*Problem statement:* Find and copy every line in the data below that contains the string "between". Case counts.

*Data shown:*

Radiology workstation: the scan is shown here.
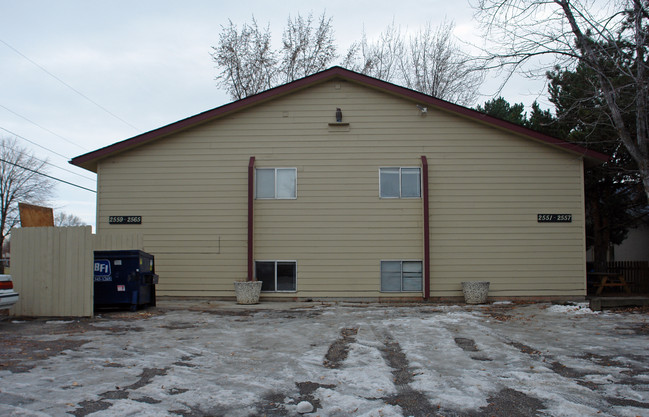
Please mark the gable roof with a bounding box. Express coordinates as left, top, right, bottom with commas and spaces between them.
70, 67, 610, 172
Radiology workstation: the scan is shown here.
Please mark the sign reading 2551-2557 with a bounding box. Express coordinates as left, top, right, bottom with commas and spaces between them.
108, 216, 142, 224
536, 214, 572, 223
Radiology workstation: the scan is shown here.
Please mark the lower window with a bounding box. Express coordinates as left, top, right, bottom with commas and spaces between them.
381, 261, 422, 292
255, 261, 297, 292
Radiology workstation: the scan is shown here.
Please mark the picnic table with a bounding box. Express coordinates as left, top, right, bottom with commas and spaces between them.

*Output of the task:*
Please mark the gable roof with a bounding box. Express coordinates as left, top, right, bottom with commas and spaces between them.
Please mark the sign reading 2551-2557 with a bounding box. Express coordinates as left, top, right, bottom with commas and spaces between them.
Please mark the lower window with a bounding box. Express coordinates as left, top, right, bottom with commas and spaces between them.
Please mark the picnic table with a bounding box. Express coordinates as left, top, right, bottom with commas and spaces between them.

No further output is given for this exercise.